## Problem description
Repeat the data below exactly, dropping any pictures it holds.

(Part of a data file)
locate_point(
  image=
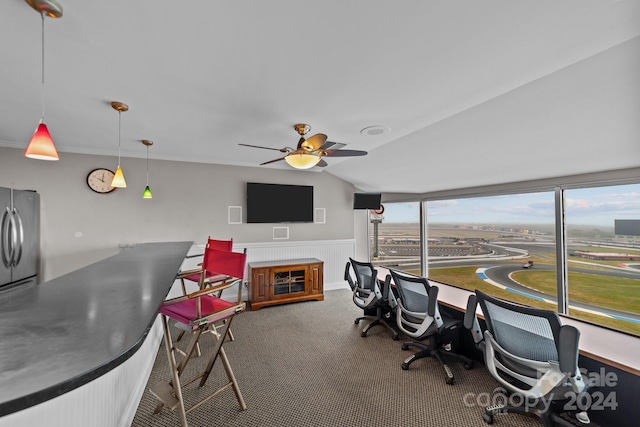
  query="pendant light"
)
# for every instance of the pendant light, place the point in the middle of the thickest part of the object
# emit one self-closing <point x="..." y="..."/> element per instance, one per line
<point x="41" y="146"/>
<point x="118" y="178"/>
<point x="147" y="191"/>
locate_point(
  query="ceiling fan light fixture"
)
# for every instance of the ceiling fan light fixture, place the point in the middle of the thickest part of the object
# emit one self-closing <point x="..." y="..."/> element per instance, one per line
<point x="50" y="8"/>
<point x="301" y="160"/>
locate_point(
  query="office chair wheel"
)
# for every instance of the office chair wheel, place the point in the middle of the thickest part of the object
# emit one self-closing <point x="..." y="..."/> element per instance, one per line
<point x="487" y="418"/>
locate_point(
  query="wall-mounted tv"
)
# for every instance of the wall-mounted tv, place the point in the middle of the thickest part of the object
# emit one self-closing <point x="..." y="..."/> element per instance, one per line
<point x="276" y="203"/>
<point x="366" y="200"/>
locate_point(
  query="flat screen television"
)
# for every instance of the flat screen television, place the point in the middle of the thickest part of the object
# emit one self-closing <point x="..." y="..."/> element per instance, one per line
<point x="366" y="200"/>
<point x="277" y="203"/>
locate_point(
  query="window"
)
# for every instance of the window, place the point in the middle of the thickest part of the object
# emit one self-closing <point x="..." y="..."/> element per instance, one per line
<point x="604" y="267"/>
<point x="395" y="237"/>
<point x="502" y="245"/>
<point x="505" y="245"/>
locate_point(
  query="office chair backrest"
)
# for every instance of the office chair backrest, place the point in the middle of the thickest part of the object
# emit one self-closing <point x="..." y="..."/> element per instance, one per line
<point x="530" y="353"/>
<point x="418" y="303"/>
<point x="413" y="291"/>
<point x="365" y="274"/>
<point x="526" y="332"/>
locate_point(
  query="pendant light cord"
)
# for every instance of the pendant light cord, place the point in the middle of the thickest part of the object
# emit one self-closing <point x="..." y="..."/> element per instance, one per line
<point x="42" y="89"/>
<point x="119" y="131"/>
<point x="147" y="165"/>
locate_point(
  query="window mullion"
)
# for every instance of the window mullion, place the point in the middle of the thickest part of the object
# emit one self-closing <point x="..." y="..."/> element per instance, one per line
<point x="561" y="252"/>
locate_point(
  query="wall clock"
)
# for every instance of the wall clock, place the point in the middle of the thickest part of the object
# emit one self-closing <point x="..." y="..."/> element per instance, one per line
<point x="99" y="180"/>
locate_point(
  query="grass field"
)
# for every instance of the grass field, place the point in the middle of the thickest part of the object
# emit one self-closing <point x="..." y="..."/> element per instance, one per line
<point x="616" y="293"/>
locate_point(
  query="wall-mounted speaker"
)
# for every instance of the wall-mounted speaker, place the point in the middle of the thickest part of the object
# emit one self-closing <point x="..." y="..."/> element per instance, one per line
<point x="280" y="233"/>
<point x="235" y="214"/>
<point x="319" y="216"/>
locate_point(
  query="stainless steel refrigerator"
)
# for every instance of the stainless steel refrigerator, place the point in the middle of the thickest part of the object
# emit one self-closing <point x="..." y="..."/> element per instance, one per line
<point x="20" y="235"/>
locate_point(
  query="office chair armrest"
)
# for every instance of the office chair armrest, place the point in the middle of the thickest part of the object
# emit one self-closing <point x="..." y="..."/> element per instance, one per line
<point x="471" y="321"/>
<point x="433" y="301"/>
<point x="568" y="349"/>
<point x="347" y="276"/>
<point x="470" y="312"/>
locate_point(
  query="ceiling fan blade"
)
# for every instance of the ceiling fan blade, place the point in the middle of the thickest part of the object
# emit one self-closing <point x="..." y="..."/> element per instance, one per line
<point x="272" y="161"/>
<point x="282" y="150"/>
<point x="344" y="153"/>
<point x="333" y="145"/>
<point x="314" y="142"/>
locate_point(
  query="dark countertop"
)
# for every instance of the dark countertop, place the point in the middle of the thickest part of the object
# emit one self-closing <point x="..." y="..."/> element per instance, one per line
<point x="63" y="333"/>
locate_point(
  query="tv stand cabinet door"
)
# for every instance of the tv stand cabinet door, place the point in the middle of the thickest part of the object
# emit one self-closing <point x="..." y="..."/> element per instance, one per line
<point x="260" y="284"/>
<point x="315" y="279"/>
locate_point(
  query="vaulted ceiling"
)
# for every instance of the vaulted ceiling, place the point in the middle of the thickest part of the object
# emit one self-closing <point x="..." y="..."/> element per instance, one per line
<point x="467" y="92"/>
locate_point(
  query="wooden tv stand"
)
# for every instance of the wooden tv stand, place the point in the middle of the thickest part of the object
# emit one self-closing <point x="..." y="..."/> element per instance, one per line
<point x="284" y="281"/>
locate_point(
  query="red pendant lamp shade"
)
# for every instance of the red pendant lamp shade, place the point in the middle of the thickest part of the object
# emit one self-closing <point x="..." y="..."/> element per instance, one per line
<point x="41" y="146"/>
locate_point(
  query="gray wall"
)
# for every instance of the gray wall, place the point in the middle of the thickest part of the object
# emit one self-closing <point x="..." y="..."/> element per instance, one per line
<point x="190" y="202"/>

## Worked solution
locate_point(
  image=
  query="pendant light"
)
# for every instance of the pendant light, place the point in the middle of the thickest part of the object
# emit one self-closing <point x="..." y="..."/> element per instance, one per line
<point x="41" y="146"/>
<point x="118" y="178"/>
<point x="147" y="191"/>
locate_point(
  query="ceiling fan light fixture"
)
# for every instance of the ceiling fan light fixture, place the point in the middle of the thickest part of the object
# emit one self-closing <point x="..." y="..."/> element per instance, one per line
<point x="50" y="8"/>
<point x="301" y="160"/>
locate_point(
  query="office chair wheel"
)
# for every instance of the office chair wheel, place the point in the middle of the thickest part of the object
# emit one self-closing <point x="..." y="..."/> element per instance, one per line
<point x="487" y="418"/>
locate_point(
  query="wall-mounted tv"
)
# for every instance of the wall-mounted tv, place the point in the middle of the thickest part of the object
# emit one self-closing <point x="..." y="..."/> element per instance, one per line
<point x="276" y="203"/>
<point x="366" y="200"/>
locate_point(
  query="flat screen television"
)
# for every instance of the flat screen television, place the point in the middle of the thickest part of the object
# emit one self-closing <point x="..." y="..."/> element per instance, one per line
<point x="366" y="200"/>
<point x="277" y="203"/>
locate_point(
  query="window"
)
# for every instance of the window, place the point in the middle of the thickest part of the object
# emit one self-closing <point x="..." y="..."/> element per instance, one per line
<point x="604" y="267"/>
<point x="395" y="237"/>
<point x="502" y="245"/>
<point x="505" y="245"/>
locate_point(
  query="office chair backrest"
)
# for every instance of the office chair backrest, place the point in the middle of the thickest part of the object
# emit one self-closing <point x="..." y="..."/> element per instance, one per line
<point x="530" y="353"/>
<point x="418" y="303"/>
<point x="413" y="291"/>
<point x="365" y="274"/>
<point x="526" y="332"/>
locate_point(
  query="pendant light cord"
)
# for every instance of the pendant light cord, place the point in the middle of the thickest part of the object
# emit one self-closing <point x="..." y="..."/> element per instance, one per line
<point x="42" y="89"/>
<point x="119" y="131"/>
<point x="147" y="165"/>
locate_point(
  query="window mullion"
)
# for every instance of the window mullion, place the point in the middle of the thickest part of the object
# emit one self-closing <point x="..." y="..."/> element per instance, one per line
<point x="561" y="252"/>
locate_point(
  query="wall clock"
)
# for every instance of the wall clock, place the point in the middle of the thickest part of the object
# emit one self-closing <point x="..." y="..."/> element per instance, one per line
<point x="99" y="180"/>
locate_point(
  query="grass field"
)
# for every instance of the grass field, place the point in the middle of the thickest part of the object
# emit one self-closing <point x="..." y="..."/> element per instance, one per line
<point x="616" y="293"/>
locate_point(
  query="wall-mounted speaker"
)
# for every instance of the wall-mounted speaker, place the point in the middle of the thickest part of the object
# emit one self-closing <point x="..." y="..."/> element per instance, one per line
<point x="280" y="233"/>
<point x="235" y="214"/>
<point x="319" y="216"/>
locate_point(
  query="stainless steel refrigerator"
)
# for every instance of the stainless steel refrigerator, place the point in the middle of the thickest part of the object
# emit one self-closing <point x="..." y="..."/> element per instance, one per line
<point x="20" y="235"/>
locate_point(
  query="office chair armrest"
)
# for every instance of the office chair armrest, place the point in the middle of the thickest part of the object
# emit one self-closing <point x="..." y="..."/> element per instance, one per line
<point x="471" y="321"/>
<point x="433" y="301"/>
<point x="568" y="349"/>
<point x="347" y="276"/>
<point x="470" y="312"/>
locate_point(
  query="ceiling fan blade"
)
# for every instance of the ceiling fan blade, place the point in the middle of the thickest part of the object
# emit one self-closing <point x="..." y="..."/> element per instance, one per line
<point x="272" y="161"/>
<point x="282" y="150"/>
<point x="344" y="153"/>
<point x="333" y="145"/>
<point x="314" y="142"/>
locate_point(
  query="dark countertop"
)
# for every instance of the dark countertop, place the point in the middle of the thickest part of the object
# emit one self-closing <point x="..." y="..."/> element per instance, one per line
<point x="63" y="333"/>
locate_point(
  query="tv stand cabinet door"
)
# for every instance of the tv stand cabinet door, place the point in the middle of the thickest part of the object
# emit one self-closing <point x="..." y="..."/> element per instance, one per line
<point x="260" y="284"/>
<point x="315" y="279"/>
locate_point(
  query="vaulted ceiling"
)
# for every instance of the vaulted ceiling, place the point in the middle of the thickest part of the object
# emit one self-closing <point x="..." y="..."/> element per instance, one per line
<point x="467" y="92"/>
locate_point(
  query="wooden tv stand"
)
# for every instance of the wooden tv stand, place the point in the middle of the thickest part of the object
# emit one self-closing <point x="..." y="..."/> element per instance, one per line
<point x="284" y="281"/>
locate_point(
  query="red pendant lamp shade"
)
# for every instance of the red pendant lamp shade, place the point in the middle of the thickest part of the object
# emit one self-closing <point x="..." y="..."/> element per instance, one per line
<point x="41" y="146"/>
locate_point(
  query="gray wall"
)
# for every instance of the gray wall, place the point in the middle of the thickest part of the object
# emit one self-closing <point x="..." y="..."/> element per instance, one per line
<point x="190" y="202"/>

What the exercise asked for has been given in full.